WRITTEN REQUEST A –
Answer these questions about the song-title thread:
(i) Which group has the new song "시간을 달려서"?
(ii) What is the root form of the verb in '달려서', and what does it mean?
(iii) Which line of the quoted lyrics comes right after the one containing "시간을 달려서"?
WRITTEN REQUEST B – Carry on the song-title thread, picking up right after its final line.

# 시간을 달려서



## wonlon

G-Friend(여자친구) has a new song "시간을 달려서", but I don't quite grasp the meaning of the title even I looked up the dictionary. Would someone explain it to me?

Thanks a lot


----------



## i5369

'시간을' is composed of '시간', which means 'time', and '을', which is a 'postpositional particle' making a noun into a subject and/or an object within a sentence.
In '달려서', the root form of the verb is '달리다', which means 'to run'.

Actually, "시간을 달려서" is not a complete sentence, and there needs to be some part at the end of it. (e.g. 시간을 달려서 **에 도착했다.)
From my understanding, I'd say that the meaning of "시간을 달려서" is "By running through time", although I haven't read the lyrics of the song.


----------



## wonlon

i5369 said:


> Actually, "시간을 달려서" is not a complete sentence, and there needs to be some part at the end of it. (e.g. 시간을 달려서 **에 도착했다.)
> From my understanding, I'd say that the meaning of "시간을 달려서" is "By running through time", although I haven't read the lyrics of the song.



"시간을 달려서" appears in this part of the lyrics:

미처 말하지 못했어 다만 너를 좋아했어
어린 날의 꿈처럼 마치 기적처럼
*시간을 달려서* 어른이 될 수만 있다면
거친 세상 속에서 손을 잡아줄게

> (Complete lyrics)

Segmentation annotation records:
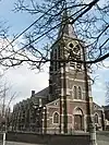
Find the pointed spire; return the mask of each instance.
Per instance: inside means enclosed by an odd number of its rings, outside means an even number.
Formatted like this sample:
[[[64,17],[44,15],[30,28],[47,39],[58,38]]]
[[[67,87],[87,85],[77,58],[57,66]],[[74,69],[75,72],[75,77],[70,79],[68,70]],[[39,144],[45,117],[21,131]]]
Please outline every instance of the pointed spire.
[[[68,36],[68,37],[71,37],[71,38],[76,38],[74,27],[70,23],[70,16],[68,15],[66,5],[65,5],[65,9],[63,11],[62,23],[61,23],[61,26],[60,26],[58,38],[63,37],[63,36]]]

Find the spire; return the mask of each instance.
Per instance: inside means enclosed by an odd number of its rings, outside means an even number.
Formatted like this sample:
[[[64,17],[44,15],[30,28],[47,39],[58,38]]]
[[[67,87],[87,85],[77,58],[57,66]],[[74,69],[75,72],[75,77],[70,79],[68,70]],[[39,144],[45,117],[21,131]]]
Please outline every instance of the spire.
[[[70,23],[70,16],[68,15],[66,7],[65,7],[63,15],[62,15],[62,22],[61,22],[58,38],[63,37],[63,36],[76,38],[74,27]]]

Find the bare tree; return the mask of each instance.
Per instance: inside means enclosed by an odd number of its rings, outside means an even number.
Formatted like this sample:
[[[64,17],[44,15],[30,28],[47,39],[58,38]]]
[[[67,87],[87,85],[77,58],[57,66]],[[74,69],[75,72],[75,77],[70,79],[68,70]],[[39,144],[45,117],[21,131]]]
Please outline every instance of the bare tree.
[[[109,105],[109,82],[106,83],[106,105]]]

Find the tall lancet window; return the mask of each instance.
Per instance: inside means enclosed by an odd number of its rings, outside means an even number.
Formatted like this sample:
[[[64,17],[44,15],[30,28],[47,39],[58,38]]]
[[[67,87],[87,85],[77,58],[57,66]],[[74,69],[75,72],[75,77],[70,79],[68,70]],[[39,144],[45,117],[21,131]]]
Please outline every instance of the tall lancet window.
[[[53,123],[59,123],[59,113],[55,112],[53,114]]]
[[[74,92],[74,99],[77,99],[76,86],[74,86],[73,92]]]
[[[82,88],[78,86],[78,99],[82,99]]]

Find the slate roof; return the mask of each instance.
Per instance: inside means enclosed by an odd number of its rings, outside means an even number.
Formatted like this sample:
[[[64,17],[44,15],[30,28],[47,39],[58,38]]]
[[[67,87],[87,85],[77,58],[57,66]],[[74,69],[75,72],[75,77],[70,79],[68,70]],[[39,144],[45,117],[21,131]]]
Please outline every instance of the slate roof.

ANSWER A –
(i) G-Friend (여자친구)
(ii) '달리다', which means 'to run'
(iii) 거친 세상 속에서 손을 잡아줄게

ANSWER B –
Would you me see how it means here?


----------



## i5369

So, it's running towards the future, rather than running back to the past.

The lylic can be translated as below, hope this'll be helpful to you 

(Translation)
Although I couldn't have said, but I just loved you.
Like in a dream in my childhood, like a miracle,
If I can be a grown-up 'by running through time',
I'll hold your hands in this wild world.


----------



## Hit Girl

I would say 'racing through time' or 'skipping over time'
*
시간을 달려서* 어른이 될 수만 있다면:
If I could be an adult
by racing through time / skipping over time

시간을 달리다 doesn't sound right but it's understood since it's part of lyrics and all.

시간을 뛰어 넘어 is what people would say in real life.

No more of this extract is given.